◆ TASK:
Reproduce verbatim everything in the listing from the line containing "target | stone-covered ground" down through its final line, with both of those lines included.

◆ RECORD SET:
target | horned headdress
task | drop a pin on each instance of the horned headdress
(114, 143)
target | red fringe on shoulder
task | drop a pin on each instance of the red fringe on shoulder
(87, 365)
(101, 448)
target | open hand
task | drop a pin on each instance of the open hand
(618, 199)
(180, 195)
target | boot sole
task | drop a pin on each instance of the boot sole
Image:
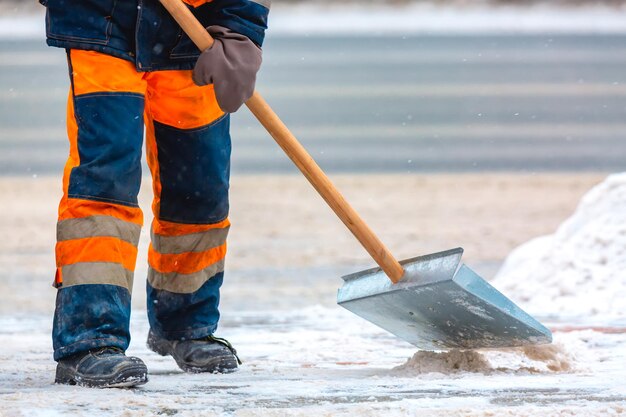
(225, 365)
(126, 378)
(220, 365)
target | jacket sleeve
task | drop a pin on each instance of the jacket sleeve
(248, 17)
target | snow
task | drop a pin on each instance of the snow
(302, 358)
(580, 270)
(324, 361)
(414, 18)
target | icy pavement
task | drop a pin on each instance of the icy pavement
(324, 361)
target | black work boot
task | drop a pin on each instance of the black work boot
(209, 354)
(106, 367)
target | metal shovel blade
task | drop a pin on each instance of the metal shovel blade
(440, 304)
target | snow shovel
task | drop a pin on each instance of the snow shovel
(433, 301)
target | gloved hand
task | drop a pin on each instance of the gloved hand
(230, 65)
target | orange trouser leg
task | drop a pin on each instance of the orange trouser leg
(188, 145)
(99, 219)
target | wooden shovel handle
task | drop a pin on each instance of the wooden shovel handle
(296, 152)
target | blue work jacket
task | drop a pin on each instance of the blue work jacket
(143, 32)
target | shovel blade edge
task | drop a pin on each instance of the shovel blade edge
(440, 304)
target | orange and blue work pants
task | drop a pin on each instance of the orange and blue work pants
(188, 152)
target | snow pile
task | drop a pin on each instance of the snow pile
(554, 358)
(581, 269)
(453, 361)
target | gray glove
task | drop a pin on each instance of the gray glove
(230, 65)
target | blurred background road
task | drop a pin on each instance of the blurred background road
(390, 104)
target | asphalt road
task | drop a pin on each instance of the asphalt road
(388, 104)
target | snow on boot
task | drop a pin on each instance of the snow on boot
(106, 367)
(209, 354)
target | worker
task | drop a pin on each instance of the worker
(131, 68)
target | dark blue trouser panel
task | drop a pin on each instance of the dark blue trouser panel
(110, 136)
(185, 316)
(194, 166)
(89, 317)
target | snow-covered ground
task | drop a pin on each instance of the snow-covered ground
(419, 18)
(302, 354)
(325, 362)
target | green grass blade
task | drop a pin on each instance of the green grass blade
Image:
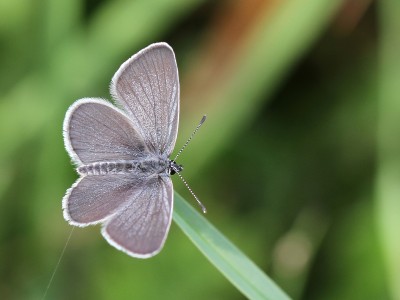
(225, 256)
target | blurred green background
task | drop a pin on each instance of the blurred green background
(298, 162)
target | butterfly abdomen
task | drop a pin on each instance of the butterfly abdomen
(123, 167)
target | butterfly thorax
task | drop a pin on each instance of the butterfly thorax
(147, 167)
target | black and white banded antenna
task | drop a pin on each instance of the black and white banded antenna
(191, 136)
(203, 208)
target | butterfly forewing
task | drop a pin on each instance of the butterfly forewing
(94, 131)
(147, 87)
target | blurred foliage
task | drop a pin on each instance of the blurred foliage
(297, 163)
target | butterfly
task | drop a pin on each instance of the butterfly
(122, 154)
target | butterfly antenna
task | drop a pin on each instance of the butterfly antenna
(190, 138)
(203, 208)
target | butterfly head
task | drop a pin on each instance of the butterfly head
(174, 167)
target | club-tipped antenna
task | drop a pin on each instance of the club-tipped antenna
(190, 138)
(203, 208)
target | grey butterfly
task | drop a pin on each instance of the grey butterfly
(122, 154)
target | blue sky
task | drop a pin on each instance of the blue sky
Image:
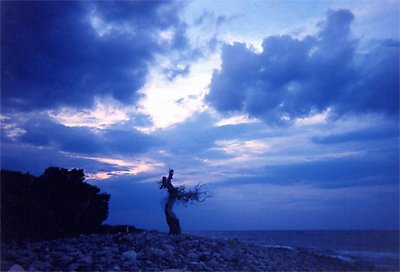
(287, 111)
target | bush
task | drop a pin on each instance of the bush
(56, 204)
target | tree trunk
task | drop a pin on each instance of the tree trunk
(172, 220)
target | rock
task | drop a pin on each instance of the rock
(16, 268)
(37, 265)
(130, 255)
(168, 248)
(193, 255)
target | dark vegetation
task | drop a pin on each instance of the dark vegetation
(180, 194)
(56, 204)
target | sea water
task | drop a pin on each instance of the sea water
(380, 247)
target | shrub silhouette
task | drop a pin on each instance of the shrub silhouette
(58, 203)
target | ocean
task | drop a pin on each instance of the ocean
(380, 247)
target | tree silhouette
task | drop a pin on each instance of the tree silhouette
(180, 194)
(58, 203)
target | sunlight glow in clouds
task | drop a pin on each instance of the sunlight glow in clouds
(105, 113)
(133, 167)
(236, 147)
(169, 102)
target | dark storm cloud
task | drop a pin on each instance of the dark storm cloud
(53, 55)
(369, 134)
(294, 78)
(84, 140)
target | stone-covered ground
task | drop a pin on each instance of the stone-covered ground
(154, 251)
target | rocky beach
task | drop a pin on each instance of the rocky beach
(156, 251)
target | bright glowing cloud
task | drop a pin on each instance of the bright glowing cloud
(105, 113)
(169, 102)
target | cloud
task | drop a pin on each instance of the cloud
(68, 53)
(294, 78)
(43, 132)
(367, 134)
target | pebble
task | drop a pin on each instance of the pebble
(155, 251)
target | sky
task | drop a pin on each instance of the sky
(287, 111)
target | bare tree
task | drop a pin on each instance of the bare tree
(180, 194)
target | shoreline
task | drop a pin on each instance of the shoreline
(157, 251)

◆ THE SOLUTION:
target | stone-covered ground
task | drop a pin on each instance of the stone-covered ground
(154, 251)
target | rocky beach
task | drop a pin on each instance of the rocky beach
(156, 251)
target | bright glowing cloud
task | drop a pin on each instance of the bright glowing cloud
(105, 113)
(169, 102)
target | cloud
task | drop a pin on each instance of the cloud
(68, 53)
(294, 78)
(43, 132)
(367, 134)
target | pebble
task | drop a pin on each instance of the pebble
(155, 251)
target | sky
task | drop a pin on each instance of the sky
(287, 111)
target | bare tree
task | drop a pin on each instance of the bare tree
(180, 194)
target | shoreline
task | drop a pin on each instance of the shoreline
(157, 251)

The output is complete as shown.